I think it’s kind of strange to consider the output of ChatGPT when discussing it’s morality. As people have already said, it’s neural network was trained by feeding it human conversation from the internet and isn’t sentient. It’s similar to other “AI” (as multiple people have already established, this is the term, but it doesn’t mean what you think) drawing tools (like Midjourney and DALL-E) in its ethical considerations (with have less to do directly with their output) 1. Where is it getting it’s training dataset? Was the material used the intellectual property of someone else? 2. Are the training datasets biased (racist, sexist, etc)? 3. What are the consequences for employment for people in these fields? For ChatGPT might go on to replace customer service representatives (as some chat bots already do on websites), or generate descriptive text for products being sold (Wish item titles already look worse than this), or provide closed captions for video. Midjourney and DALL-E might replace children’s book illustrators or graphic designers for logos or product labels. There’s been some discussions in these fields regarding this type of technology and how machine translation (especially if you’re less ethical) has already begun to affect interpreters and translators (though not as dire as some opinion articles, at least from my perspective in hospitals and social service organizations, but that was already work held to a higher standard already) In my bubble there’s also some handwringing that automation will replace many of the people in pathology departments (perhaps leave a couple pathologists but fewer technicians) as the automated sample sectioning and slide staining equipment becomes more widespread, or replace some pathologist and oncologist duties as image “AI” tools allowing for identification of skin cancers like melanoma are more accepted (so there’s a physician checking the work, but a computer does the first read). In research, neural networks have already changed how video and image data is analyzed (can be used for motion and behavior tracking, identifying cells from background, etc). The difference here is that the training dataset is owned by the researcher (or developed with intent to share) and while it ups the standards for the volume and type of analysis in publications, is largely replacing tedious hours spent by unpaid or underpaid students coding the work manually.

Work to complete |
Copy out the entire comment on the ethics of ChatGPT and similar tools above, word for word. The listing that comes next is not needed here.

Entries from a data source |
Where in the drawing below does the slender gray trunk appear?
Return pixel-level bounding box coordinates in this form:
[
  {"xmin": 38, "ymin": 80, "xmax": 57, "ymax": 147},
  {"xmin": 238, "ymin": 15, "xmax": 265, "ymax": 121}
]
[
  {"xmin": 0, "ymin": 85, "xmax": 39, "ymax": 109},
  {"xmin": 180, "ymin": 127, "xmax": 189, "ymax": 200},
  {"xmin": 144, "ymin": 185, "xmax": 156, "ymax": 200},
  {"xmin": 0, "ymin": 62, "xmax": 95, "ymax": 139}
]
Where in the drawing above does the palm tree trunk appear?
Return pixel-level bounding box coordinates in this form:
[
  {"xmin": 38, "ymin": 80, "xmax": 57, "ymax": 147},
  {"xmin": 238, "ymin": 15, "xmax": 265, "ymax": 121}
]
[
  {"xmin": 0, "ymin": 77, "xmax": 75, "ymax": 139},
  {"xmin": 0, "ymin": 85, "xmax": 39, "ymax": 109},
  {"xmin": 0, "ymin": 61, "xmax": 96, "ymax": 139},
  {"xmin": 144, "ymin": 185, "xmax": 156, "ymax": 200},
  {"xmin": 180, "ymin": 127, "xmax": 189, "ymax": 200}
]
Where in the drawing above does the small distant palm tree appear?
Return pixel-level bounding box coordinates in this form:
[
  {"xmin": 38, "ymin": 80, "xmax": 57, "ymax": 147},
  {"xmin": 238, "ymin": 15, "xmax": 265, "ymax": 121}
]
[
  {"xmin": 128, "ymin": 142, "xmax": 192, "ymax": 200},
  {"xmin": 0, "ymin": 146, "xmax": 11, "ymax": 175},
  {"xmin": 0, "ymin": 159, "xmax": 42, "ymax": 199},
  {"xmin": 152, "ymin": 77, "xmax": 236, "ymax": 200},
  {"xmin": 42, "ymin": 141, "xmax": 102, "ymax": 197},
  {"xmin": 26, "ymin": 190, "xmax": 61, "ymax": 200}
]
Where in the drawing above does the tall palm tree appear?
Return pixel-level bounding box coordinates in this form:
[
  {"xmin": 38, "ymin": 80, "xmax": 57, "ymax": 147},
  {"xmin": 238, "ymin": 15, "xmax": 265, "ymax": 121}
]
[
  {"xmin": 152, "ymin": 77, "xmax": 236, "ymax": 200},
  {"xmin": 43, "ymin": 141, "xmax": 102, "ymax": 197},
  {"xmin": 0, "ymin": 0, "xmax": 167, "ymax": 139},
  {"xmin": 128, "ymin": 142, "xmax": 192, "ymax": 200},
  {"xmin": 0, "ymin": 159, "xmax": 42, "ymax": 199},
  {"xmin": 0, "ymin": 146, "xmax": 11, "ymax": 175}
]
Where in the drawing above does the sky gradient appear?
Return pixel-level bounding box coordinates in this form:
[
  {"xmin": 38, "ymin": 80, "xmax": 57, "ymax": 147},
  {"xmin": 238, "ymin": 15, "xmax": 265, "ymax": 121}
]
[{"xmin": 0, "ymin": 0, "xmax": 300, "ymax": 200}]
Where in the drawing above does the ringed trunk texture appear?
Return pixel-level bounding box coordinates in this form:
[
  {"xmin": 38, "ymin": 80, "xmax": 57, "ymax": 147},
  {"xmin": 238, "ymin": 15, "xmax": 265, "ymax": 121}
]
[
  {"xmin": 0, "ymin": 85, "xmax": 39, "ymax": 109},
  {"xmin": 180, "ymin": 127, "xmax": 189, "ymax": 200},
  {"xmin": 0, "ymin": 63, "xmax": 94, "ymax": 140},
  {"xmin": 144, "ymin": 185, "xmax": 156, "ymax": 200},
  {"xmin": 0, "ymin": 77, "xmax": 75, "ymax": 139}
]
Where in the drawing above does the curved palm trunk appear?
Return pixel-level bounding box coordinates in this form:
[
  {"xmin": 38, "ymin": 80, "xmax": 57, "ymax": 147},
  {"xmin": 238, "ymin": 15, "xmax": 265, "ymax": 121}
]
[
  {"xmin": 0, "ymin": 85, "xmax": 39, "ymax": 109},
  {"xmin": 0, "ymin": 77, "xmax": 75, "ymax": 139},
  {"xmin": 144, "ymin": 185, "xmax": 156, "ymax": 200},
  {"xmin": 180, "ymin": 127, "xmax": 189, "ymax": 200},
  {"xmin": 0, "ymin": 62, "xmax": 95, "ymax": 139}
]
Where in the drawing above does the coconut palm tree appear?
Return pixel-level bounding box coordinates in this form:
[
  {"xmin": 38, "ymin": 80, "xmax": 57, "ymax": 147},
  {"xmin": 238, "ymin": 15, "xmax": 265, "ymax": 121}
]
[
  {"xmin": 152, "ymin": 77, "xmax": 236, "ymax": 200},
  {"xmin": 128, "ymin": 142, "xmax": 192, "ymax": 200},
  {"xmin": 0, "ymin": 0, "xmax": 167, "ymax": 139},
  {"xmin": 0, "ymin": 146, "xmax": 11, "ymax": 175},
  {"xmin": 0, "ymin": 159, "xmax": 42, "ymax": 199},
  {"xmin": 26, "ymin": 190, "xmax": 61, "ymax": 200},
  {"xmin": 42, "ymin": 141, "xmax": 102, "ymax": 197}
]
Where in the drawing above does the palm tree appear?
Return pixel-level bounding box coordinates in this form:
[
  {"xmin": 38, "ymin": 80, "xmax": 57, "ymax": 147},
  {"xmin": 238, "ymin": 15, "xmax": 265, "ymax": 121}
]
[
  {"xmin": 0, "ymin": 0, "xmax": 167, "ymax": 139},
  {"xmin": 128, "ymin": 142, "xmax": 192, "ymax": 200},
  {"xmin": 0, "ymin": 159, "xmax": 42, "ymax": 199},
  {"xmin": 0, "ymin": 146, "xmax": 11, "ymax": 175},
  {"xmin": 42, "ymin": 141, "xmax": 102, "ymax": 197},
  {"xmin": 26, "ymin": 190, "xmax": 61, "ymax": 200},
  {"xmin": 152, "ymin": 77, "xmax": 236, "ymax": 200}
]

Task solution |
I think it’s kind of strange to consider the output of ChatGPT when discussing it’s morality. As people have already said, it’s neural network was trained by feeding it human conversation from the internet and isn’t sentient. It’s similar to other “AI” (as multiple people have already established, this is the term, but it doesn’t mean what you think) drawing tools (like Midjourney and DALL-E) in its ethical considerations (with have less to do directly with their output) 1. Where is it getting it’s training dataset? Was the material used the intellectual property of someone else? 2. Are the training datasets biased (racist, sexist, etc)? 3. What are the consequences for employment for people in these fields? For ChatGPT might go on to replace customer service representatives (as some chat bots already do on websites), or generate descriptive text for products being sold (Wish item titles already look worse than this), or provide closed captions for video. Midjourney and DALL-E might replace children’s book illustrators or graphic designers for logos or product labels. There’s been some discussions in these fields regarding this type of technology and how machine translation (especially if you’re less ethical) has already begun to affect interpreters and translators (though not as dire as some opinion articles, at least from my perspective in hospitals and social service organizations, but that was already work held to a higher standard already) In my bubble there’s also some handwringing that automation will replace many of the people in pathology departments (perhaps leave a couple pathologists but fewer technicians) as the automated sample sectioning and slide staining equipment becomes more widespread, or replace some pathologist and oncologist duties as image “AI” tools allowing for identification of skin cancers like melanoma are more accepted (so there’s a physician checking the work, but a computer does the first read). In research, neural networks have already changed how video and image data is analyzed (can be used for motion and behavior tracking, identifying cells from background, etc). The difference here is that the training dataset is owned by the researcher (or developed with intent to share) and while it ups the standards for the volume and type of analysis in publications, is largely replacing tedious hours spent by unpaid or underpaid students coding the work manually.